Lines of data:
START

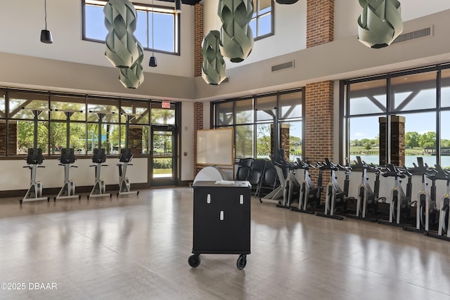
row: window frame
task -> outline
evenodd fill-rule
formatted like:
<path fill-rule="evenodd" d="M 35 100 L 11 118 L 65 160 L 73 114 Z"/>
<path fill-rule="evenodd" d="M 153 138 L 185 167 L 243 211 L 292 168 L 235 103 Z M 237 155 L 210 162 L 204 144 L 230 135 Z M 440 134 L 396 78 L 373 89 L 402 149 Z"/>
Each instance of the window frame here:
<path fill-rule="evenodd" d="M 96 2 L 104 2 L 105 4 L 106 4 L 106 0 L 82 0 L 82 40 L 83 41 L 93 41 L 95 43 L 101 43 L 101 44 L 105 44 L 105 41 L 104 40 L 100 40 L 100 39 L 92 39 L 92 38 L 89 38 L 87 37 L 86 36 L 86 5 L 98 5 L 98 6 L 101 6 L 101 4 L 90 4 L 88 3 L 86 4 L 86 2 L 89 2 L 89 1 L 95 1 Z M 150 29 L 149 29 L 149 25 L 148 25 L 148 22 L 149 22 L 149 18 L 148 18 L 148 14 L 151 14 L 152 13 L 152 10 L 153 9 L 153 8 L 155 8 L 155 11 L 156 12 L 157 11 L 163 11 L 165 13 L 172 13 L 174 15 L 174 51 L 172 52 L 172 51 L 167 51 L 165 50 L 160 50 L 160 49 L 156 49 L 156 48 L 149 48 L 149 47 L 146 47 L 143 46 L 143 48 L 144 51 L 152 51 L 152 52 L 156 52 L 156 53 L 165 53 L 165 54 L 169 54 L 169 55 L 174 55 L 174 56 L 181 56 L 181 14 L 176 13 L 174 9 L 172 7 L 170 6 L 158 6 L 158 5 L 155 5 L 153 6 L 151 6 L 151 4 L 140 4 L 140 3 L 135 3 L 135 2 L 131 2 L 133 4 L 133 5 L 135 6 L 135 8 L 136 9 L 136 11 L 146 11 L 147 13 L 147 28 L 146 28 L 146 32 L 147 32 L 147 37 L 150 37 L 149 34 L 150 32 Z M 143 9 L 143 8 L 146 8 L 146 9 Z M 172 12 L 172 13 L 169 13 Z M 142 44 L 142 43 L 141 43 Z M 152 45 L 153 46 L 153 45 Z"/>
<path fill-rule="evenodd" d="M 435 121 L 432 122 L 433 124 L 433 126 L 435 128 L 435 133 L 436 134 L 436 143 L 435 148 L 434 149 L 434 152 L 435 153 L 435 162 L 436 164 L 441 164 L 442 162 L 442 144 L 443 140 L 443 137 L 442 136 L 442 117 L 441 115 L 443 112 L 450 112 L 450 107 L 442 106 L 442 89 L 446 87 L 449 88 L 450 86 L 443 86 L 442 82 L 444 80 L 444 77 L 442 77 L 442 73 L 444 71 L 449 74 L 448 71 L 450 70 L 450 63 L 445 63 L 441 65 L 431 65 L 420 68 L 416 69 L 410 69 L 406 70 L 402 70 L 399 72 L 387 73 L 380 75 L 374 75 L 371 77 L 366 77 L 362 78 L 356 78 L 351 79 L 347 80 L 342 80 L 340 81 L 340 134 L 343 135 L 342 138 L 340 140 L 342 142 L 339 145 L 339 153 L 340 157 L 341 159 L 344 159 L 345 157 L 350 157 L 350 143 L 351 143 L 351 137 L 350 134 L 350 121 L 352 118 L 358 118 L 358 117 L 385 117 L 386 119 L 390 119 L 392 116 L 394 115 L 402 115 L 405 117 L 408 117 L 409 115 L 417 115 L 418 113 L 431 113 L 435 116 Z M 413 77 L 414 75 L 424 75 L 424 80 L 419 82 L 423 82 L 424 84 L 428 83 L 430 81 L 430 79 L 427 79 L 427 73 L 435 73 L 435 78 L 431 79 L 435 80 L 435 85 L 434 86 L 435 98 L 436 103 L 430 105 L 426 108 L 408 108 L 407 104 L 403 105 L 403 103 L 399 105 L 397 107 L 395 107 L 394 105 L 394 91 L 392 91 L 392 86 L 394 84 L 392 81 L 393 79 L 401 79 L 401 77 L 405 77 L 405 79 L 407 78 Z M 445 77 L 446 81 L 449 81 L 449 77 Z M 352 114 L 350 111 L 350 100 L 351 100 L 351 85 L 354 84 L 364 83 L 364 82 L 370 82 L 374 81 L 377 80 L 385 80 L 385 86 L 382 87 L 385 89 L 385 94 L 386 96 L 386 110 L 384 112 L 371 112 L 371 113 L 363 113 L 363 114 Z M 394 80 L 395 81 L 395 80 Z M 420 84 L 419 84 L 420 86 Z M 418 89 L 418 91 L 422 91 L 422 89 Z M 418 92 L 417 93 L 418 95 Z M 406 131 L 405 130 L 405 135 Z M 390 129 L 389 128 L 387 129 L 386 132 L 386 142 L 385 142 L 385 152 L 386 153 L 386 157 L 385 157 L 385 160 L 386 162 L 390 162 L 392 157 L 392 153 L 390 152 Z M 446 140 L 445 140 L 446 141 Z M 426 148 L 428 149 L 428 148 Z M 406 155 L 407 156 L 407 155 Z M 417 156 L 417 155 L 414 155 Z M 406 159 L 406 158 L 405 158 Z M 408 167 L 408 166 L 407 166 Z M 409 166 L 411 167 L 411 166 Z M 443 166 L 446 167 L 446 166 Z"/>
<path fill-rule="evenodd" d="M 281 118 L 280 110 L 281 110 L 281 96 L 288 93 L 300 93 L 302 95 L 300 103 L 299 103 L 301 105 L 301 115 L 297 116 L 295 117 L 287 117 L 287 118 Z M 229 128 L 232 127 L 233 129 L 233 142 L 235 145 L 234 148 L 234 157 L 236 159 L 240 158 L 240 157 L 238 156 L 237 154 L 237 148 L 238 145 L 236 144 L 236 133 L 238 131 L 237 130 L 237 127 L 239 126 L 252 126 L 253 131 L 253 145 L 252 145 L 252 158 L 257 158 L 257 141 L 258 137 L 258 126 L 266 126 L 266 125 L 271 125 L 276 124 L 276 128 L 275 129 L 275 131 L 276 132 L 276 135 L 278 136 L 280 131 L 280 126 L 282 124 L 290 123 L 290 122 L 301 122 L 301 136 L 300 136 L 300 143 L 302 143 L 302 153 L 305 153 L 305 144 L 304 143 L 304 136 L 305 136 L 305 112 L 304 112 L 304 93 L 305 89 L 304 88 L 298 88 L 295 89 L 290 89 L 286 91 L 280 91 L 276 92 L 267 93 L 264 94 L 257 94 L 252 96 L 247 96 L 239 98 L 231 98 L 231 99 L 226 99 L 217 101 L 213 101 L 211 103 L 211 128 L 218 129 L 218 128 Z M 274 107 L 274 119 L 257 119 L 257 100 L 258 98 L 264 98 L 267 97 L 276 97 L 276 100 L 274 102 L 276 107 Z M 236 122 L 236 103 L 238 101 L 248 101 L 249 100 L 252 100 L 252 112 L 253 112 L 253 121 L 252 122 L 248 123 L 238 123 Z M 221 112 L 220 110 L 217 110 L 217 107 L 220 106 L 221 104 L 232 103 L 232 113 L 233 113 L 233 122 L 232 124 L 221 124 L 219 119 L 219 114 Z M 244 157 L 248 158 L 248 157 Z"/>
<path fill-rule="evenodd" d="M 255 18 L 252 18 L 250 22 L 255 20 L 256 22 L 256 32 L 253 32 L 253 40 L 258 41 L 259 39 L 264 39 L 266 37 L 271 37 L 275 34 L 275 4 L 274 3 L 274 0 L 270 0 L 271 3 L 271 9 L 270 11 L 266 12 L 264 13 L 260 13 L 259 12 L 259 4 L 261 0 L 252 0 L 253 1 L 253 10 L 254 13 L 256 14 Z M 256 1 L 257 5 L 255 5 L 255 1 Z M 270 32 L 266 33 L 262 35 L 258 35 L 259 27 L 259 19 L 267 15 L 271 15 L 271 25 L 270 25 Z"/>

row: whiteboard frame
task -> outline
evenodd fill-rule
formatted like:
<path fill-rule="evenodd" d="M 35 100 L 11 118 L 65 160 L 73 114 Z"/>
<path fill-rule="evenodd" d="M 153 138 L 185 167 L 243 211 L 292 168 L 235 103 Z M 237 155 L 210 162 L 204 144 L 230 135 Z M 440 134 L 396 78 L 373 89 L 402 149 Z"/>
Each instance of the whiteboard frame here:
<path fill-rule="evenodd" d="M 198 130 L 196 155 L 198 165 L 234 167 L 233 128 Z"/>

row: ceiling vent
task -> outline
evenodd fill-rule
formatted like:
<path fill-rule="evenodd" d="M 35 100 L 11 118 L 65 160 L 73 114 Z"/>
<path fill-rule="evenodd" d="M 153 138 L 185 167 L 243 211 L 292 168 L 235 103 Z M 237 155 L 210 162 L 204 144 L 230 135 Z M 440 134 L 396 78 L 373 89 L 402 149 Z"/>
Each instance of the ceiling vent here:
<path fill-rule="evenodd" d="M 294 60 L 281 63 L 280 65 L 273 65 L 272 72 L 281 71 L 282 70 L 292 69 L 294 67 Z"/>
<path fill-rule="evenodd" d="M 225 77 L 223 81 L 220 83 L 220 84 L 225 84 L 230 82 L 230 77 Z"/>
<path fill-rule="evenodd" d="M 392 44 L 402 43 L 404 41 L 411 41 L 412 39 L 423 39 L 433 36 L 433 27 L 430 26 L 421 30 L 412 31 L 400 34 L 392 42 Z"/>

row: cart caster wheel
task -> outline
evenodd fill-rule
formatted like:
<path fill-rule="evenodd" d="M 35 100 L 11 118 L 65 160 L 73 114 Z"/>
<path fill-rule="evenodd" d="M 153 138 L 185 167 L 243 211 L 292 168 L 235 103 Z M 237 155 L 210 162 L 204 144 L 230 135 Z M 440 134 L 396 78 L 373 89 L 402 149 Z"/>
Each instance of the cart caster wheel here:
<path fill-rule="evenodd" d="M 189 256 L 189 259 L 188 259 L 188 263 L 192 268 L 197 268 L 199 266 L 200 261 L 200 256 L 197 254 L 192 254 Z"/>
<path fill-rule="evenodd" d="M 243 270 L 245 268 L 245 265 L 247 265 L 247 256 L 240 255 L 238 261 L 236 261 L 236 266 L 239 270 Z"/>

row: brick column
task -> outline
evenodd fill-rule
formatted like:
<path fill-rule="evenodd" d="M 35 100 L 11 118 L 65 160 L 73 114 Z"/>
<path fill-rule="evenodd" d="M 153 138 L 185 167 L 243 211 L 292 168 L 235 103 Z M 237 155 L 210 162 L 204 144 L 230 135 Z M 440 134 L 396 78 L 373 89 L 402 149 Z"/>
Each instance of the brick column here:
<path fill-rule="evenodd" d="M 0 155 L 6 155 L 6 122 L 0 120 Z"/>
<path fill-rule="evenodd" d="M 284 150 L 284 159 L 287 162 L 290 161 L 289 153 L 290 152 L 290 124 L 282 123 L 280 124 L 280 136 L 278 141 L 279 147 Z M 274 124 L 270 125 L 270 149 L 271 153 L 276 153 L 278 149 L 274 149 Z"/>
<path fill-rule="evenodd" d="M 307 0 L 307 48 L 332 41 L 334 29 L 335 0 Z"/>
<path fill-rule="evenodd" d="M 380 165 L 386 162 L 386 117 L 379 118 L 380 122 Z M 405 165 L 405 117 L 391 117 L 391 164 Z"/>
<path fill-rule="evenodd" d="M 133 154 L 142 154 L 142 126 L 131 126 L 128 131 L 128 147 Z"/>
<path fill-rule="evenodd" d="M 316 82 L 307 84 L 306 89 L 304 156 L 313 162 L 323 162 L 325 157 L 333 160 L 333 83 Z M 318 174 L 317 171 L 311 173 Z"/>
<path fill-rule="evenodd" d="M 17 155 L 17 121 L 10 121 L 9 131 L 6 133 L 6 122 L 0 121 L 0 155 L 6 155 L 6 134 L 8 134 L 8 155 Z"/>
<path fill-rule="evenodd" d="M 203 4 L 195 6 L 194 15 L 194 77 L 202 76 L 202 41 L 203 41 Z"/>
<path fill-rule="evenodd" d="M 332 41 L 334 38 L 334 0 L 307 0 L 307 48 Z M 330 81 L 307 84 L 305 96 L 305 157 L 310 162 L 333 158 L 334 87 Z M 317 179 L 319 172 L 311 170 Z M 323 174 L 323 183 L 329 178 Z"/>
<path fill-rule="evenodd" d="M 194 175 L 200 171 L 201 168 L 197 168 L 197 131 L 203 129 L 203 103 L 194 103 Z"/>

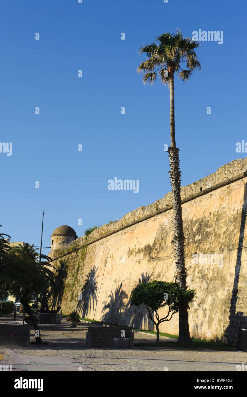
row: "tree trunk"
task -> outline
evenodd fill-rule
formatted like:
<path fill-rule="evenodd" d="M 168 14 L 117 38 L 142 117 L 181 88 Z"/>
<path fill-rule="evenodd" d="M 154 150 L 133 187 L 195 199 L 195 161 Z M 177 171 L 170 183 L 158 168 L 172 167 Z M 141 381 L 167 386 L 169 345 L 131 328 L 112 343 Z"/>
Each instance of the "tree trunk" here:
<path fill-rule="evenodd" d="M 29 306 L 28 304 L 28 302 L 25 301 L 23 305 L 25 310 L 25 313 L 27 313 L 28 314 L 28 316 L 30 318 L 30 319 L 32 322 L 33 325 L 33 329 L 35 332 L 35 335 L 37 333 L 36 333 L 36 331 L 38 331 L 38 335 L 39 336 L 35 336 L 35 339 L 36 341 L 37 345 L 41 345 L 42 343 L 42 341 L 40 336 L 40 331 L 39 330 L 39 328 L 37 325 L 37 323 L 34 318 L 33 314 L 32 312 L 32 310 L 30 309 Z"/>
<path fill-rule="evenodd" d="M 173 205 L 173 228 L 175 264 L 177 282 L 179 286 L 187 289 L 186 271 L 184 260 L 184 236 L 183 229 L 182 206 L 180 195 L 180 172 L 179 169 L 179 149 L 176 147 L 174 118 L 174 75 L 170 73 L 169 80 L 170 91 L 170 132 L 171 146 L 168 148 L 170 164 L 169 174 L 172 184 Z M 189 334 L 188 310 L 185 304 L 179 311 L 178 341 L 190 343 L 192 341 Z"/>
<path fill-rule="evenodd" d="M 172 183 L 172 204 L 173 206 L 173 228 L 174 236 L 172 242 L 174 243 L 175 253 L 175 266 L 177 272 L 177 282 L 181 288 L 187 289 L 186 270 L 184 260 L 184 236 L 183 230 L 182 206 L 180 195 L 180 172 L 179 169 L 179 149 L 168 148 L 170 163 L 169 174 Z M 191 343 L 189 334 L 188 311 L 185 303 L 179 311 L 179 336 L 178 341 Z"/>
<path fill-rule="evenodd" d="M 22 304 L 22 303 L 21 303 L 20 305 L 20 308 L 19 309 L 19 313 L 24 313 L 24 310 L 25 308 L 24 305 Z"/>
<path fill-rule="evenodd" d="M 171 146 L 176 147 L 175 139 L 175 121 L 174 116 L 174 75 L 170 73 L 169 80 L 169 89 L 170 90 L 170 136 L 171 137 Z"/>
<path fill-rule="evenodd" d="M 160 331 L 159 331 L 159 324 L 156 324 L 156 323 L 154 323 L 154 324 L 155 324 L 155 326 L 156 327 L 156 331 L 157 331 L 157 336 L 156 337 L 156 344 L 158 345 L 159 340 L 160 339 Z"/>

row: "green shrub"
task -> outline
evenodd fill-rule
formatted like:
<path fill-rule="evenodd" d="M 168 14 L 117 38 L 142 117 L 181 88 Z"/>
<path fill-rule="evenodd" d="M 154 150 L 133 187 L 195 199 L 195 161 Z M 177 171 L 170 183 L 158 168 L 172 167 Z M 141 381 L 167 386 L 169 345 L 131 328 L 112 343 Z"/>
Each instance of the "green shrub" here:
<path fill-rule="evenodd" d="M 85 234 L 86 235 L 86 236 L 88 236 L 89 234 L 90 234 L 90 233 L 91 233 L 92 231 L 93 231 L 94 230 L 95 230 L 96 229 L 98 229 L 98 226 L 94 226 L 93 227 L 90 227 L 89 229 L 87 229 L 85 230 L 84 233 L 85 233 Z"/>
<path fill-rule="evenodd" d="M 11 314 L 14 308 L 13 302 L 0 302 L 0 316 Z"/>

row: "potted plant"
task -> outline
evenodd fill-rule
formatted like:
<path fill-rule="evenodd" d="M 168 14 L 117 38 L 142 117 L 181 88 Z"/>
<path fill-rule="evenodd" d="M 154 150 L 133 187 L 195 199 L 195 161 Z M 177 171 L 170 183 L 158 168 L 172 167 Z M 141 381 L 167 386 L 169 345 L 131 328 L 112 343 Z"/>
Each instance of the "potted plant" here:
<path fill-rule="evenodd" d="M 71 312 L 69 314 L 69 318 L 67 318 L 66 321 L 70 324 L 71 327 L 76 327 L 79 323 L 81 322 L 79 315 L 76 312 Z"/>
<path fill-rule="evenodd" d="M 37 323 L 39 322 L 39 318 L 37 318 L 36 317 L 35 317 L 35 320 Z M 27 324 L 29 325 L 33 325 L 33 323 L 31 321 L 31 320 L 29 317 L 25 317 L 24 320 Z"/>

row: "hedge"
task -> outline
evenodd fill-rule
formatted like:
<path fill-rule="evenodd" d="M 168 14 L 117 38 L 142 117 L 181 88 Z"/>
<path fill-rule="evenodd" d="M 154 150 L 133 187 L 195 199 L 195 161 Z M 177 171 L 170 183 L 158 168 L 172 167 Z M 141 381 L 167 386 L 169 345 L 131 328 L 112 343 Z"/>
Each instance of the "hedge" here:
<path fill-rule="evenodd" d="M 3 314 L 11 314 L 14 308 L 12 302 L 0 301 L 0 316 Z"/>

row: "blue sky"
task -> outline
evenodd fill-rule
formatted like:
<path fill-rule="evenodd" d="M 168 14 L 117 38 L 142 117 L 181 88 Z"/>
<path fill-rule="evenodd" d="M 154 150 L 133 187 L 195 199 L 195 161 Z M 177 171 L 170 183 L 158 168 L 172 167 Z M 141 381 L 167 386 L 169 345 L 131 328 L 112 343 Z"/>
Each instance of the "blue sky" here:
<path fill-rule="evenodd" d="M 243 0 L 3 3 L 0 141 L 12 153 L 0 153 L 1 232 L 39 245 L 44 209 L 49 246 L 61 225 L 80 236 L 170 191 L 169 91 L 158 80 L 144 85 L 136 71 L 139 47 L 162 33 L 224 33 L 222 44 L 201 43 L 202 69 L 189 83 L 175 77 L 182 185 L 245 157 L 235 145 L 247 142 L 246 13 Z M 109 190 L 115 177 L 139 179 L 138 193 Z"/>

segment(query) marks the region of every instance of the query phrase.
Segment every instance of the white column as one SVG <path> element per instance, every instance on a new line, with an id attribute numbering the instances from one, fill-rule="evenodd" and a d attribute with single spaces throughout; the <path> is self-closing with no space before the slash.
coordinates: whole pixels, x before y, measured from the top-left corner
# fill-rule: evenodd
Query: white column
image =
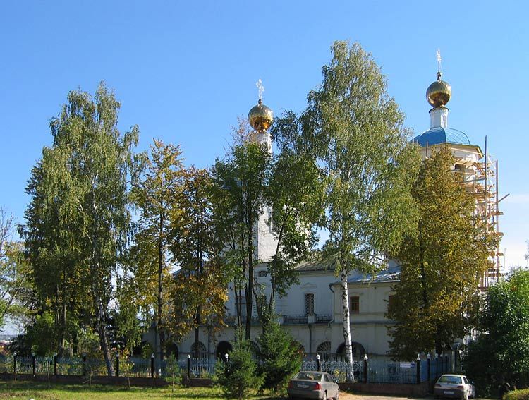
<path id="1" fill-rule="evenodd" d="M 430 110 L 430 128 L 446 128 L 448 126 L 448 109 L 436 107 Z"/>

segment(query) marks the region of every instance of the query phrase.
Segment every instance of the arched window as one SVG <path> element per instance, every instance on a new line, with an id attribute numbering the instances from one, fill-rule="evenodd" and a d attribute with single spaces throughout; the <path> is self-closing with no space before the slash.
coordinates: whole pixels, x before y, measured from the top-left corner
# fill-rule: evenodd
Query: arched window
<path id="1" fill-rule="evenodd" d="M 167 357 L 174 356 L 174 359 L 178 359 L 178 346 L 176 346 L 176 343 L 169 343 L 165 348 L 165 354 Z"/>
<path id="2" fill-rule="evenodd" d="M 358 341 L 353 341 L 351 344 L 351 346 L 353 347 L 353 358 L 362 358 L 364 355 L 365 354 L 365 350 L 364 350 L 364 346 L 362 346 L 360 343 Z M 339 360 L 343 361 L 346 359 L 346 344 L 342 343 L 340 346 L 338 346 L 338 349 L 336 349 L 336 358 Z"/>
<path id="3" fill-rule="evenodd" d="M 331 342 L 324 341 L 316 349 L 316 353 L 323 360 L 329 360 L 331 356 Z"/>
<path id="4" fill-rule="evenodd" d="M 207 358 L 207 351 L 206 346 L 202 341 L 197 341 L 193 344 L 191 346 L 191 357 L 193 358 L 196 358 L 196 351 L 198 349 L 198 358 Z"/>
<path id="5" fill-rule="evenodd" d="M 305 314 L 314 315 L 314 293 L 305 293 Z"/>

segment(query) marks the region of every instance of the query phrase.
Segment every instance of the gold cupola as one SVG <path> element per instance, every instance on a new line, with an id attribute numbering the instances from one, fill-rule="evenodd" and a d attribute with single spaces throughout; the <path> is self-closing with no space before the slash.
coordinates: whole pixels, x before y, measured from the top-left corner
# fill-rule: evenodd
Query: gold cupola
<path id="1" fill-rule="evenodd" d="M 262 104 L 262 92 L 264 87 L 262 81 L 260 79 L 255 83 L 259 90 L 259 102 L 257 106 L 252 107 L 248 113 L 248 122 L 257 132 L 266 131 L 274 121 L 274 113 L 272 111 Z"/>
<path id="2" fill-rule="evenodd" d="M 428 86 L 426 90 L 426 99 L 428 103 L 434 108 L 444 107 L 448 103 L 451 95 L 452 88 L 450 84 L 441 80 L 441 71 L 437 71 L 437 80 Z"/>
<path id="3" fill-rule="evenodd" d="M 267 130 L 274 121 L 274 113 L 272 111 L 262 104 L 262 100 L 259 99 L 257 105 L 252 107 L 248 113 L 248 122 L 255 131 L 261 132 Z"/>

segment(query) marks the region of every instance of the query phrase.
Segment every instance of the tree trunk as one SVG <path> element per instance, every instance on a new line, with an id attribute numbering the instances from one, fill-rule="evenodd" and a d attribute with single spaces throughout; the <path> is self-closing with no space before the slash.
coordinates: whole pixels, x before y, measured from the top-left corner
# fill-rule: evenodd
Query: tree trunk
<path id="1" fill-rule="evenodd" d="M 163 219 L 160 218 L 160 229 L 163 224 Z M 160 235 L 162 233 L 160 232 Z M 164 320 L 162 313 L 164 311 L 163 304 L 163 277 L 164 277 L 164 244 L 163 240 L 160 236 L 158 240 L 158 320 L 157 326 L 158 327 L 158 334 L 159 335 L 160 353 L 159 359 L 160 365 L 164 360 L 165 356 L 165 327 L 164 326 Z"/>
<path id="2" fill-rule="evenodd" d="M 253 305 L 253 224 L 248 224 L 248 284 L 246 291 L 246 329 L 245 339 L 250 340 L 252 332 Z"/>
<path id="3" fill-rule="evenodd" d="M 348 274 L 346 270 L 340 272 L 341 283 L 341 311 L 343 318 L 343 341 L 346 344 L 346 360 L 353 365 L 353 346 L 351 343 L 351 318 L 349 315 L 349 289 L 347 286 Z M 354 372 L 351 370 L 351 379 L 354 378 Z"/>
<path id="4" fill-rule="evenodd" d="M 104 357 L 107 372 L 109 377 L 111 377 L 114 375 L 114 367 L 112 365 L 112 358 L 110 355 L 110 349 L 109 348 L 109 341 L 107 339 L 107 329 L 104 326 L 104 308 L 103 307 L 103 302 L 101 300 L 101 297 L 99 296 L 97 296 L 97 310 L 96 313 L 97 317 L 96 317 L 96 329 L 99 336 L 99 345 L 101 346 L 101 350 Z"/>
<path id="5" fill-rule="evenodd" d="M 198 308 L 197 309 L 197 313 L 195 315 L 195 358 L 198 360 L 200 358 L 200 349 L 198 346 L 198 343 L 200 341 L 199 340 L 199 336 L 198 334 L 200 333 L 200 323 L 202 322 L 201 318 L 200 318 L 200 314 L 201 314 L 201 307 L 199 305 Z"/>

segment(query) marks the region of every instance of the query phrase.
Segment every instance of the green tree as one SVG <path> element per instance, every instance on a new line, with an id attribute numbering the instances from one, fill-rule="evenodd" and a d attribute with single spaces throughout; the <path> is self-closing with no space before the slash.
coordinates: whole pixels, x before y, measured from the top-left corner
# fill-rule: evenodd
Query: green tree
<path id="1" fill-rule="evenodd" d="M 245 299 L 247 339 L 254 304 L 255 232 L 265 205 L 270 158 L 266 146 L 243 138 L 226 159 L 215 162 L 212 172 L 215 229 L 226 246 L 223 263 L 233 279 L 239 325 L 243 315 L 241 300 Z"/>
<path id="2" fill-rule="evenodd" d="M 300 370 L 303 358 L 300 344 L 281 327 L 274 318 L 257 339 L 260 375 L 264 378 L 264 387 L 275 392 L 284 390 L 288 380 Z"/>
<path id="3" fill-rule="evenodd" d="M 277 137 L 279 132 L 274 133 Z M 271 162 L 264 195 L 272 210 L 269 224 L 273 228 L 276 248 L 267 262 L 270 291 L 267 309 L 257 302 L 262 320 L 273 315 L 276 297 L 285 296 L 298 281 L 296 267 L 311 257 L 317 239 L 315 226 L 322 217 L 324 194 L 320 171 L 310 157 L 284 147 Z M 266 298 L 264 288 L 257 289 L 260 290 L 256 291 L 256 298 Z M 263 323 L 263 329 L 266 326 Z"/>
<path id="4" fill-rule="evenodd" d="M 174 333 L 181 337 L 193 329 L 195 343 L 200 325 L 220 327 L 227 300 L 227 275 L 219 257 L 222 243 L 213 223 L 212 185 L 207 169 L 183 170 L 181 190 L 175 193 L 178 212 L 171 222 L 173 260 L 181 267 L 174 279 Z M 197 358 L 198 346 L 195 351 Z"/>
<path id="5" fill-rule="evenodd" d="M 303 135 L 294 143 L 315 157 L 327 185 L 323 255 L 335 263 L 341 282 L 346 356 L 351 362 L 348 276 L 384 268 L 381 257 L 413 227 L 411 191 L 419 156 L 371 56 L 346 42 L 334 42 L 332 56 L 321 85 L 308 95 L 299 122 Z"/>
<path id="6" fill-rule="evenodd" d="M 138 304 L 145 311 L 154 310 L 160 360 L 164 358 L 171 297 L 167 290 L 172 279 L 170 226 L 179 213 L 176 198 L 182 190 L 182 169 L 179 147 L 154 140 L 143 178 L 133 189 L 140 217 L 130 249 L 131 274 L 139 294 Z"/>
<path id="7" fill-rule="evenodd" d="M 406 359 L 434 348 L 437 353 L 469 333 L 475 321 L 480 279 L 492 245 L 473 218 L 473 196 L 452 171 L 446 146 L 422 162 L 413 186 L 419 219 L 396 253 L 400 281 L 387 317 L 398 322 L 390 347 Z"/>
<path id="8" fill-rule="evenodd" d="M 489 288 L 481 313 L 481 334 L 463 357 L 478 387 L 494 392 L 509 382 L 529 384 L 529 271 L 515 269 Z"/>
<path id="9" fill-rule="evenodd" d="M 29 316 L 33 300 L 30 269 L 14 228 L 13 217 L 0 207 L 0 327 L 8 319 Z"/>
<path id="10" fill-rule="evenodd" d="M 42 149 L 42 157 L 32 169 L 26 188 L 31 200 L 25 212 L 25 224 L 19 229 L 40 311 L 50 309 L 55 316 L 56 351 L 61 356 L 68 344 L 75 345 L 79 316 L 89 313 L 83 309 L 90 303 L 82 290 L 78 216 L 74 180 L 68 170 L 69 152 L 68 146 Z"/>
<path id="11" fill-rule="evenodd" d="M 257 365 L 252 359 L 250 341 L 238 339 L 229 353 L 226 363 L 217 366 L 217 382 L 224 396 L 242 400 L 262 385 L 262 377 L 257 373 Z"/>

END

● **The task**
Please rewrite only the rows between the one holding "row: brick column" and the one holding "203 4 L 195", inclusive, with "brick column" replaced by "stone pillar" and nothing else changed.

● **Output of the exercise**
row: stone pillar
task -> outline
evenodd fill-rule
formatted like:
<path fill-rule="evenodd" d="M 35 100 L 11 118 L 65 160 L 73 114 Z"/>
<path fill-rule="evenodd" d="M 153 138 L 185 167 L 243 211 L 292 168 L 235 103 Z M 237 155 L 210 162 L 204 144 L 230 135 Z M 440 134 L 396 78 L 373 89 L 402 149 Z"/>
Each instance of the stone pillar here:
<path fill-rule="evenodd" d="M 0 155 L 6 155 L 6 122 L 0 120 Z"/>
<path fill-rule="evenodd" d="M 284 150 L 284 159 L 287 162 L 290 161 L 289 153 L 290 152 L 290 124 L 282 123 L 280 124 L 280 136 L 278 141 L 279 147 Z M 274 124 L 270 125 L 270 149 L 271 153 L 276 153 L 278 149 L 274 149 Z"/>
<path fill-rule="evenodd" d="M 307 0 L 307 48 L 332 41 L 334 29 L 335 0 Z"/>
<path fill-rule="evenodd" d="M 380 165 L 386 162 L 386 117 L 379 118 L 380 122 Z M 405 165 L 405 117 L 391 117 L 391 164 Z"/>
<path fill-rule="evenodd" d="M 133 154 L 142 154 L 142 126 L 131 126 L 128 131 L 128 147 Z"/>
<path fill-rule="evenodd" d="M 316 82 L 307 84 L 306 89 L 304 156 L 313 162 L 323 162 L 325 157 L 333 160 L 333 83 Z M 318 174 L 317 171 L 311 173 Z"/>
<path fill-rule="evenodd" d="M 17 155 L 17 121 L 10 121 L 9 131 L 6 133 L 6 122 L 0 121 L 0 155 L 6 155 L 6 134 L 8 134 L 8 155 Z"/>
<path fill-rule="evenodd" d="M 203 4 L 195 6 L 194 15 L 194 77 L 202 76 L 202 41 L 203 41 Z"/>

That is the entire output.